• _Provided material_
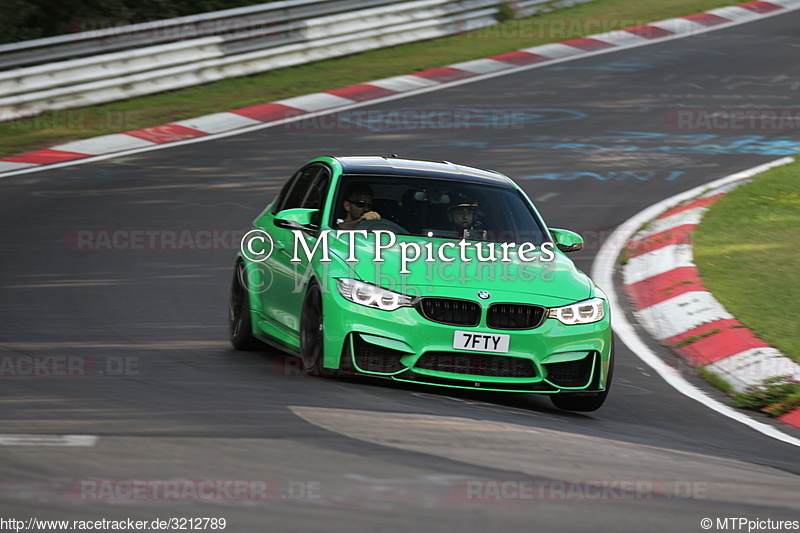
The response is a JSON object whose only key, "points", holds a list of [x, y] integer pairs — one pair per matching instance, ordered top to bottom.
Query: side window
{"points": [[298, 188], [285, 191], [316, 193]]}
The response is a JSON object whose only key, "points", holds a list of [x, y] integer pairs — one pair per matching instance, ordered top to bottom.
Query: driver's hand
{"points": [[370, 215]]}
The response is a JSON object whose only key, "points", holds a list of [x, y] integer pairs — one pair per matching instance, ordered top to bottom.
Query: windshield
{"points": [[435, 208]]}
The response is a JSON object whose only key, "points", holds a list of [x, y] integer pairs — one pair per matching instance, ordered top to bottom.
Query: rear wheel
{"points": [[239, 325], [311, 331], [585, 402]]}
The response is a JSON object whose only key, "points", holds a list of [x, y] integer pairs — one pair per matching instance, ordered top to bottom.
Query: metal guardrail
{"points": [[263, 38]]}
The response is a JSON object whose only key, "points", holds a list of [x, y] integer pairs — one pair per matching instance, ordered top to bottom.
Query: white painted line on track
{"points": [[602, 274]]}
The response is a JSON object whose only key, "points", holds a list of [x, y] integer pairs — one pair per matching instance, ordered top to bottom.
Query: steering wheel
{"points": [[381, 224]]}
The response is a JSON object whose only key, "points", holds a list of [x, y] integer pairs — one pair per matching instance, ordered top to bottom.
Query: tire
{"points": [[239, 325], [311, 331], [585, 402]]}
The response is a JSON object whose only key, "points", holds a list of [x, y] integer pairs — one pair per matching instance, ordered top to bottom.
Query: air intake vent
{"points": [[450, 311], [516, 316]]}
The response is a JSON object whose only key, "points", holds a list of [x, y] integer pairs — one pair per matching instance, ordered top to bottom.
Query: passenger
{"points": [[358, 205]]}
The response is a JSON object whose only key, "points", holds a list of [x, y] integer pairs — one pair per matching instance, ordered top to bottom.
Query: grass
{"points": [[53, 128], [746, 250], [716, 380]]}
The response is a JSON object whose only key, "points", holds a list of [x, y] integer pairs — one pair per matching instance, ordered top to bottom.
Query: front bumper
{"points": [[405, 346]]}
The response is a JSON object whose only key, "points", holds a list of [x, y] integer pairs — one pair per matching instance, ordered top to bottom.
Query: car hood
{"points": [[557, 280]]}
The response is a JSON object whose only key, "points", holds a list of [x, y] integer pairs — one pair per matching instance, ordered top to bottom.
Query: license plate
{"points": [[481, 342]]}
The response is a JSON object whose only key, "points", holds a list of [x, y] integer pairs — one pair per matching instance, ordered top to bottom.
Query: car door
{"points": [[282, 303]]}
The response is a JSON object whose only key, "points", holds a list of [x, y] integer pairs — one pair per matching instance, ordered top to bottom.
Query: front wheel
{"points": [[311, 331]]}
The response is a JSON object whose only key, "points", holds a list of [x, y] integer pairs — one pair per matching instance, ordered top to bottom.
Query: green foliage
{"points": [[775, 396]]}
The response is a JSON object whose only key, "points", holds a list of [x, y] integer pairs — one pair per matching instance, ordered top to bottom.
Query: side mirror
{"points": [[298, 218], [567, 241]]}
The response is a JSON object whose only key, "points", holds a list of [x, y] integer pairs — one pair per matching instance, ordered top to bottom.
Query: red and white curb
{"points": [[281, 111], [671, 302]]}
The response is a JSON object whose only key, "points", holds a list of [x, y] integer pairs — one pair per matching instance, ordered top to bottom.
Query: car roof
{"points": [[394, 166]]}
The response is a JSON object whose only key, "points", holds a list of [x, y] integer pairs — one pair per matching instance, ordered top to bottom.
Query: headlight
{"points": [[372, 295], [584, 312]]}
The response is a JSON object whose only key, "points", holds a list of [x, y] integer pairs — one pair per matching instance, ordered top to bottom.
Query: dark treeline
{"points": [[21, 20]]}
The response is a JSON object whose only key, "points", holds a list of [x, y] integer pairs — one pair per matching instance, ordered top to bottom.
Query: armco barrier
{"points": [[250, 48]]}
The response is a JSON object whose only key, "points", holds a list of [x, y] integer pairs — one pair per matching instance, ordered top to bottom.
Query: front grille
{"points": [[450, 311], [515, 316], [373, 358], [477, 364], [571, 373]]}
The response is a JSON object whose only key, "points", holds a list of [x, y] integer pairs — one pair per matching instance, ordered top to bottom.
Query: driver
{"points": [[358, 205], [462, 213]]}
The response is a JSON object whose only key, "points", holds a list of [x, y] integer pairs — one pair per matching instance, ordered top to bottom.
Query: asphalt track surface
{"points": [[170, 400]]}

...

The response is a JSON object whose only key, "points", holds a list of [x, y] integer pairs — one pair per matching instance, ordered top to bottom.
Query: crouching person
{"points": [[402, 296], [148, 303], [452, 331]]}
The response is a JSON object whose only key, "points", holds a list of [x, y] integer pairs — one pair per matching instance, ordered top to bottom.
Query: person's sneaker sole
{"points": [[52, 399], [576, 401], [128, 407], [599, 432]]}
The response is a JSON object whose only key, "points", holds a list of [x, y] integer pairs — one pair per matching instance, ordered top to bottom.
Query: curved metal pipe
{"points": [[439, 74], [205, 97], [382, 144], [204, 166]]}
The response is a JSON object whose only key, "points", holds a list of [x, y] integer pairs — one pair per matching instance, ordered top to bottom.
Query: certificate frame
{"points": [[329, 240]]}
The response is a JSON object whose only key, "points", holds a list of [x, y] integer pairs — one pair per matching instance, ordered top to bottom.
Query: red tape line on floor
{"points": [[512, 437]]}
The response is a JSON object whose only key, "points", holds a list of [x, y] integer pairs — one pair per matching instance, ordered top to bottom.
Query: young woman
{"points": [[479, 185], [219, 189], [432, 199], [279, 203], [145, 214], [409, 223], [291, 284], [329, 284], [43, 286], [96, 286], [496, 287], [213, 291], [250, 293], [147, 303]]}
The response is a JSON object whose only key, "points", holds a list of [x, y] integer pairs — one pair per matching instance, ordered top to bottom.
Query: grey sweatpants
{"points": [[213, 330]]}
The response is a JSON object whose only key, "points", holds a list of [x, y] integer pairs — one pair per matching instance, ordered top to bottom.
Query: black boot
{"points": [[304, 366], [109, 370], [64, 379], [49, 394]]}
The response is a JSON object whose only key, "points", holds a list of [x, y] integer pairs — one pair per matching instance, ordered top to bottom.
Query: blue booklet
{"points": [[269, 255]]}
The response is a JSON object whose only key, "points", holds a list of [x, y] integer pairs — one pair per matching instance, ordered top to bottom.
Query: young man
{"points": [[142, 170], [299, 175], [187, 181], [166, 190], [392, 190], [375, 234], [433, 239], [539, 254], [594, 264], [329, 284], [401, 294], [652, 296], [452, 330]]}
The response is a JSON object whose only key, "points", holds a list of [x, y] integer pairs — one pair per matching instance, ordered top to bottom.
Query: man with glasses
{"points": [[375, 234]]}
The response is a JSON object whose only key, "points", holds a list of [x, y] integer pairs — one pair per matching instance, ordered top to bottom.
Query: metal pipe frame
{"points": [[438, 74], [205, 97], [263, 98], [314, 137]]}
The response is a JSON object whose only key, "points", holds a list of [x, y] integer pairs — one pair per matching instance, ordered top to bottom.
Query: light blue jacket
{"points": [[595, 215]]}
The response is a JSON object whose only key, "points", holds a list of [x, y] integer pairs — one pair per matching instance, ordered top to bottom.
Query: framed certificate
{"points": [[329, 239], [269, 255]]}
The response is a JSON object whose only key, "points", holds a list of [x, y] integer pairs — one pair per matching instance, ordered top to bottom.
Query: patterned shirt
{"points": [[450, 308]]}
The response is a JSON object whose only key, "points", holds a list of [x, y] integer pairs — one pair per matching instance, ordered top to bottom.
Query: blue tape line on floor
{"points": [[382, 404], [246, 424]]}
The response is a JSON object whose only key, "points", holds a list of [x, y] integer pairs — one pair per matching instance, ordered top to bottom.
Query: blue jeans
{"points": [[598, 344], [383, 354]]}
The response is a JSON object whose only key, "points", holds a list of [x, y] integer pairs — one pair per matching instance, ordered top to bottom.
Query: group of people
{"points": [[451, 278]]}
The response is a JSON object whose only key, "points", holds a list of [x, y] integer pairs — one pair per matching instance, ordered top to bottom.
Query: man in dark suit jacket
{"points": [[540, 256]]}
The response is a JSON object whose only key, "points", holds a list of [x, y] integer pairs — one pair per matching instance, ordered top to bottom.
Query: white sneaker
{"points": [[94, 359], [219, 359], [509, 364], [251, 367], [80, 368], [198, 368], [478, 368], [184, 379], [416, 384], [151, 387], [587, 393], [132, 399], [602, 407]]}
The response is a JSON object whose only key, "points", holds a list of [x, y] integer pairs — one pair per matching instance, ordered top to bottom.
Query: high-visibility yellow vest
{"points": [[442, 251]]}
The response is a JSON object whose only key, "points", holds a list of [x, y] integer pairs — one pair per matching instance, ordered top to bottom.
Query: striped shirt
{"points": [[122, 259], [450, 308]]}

• _Given request_
Gather every line of the rows above that contains the word "sneaker" and copy each one.

• _Answer to this problem_
Query: person's sneaker sole
Query: white sneaker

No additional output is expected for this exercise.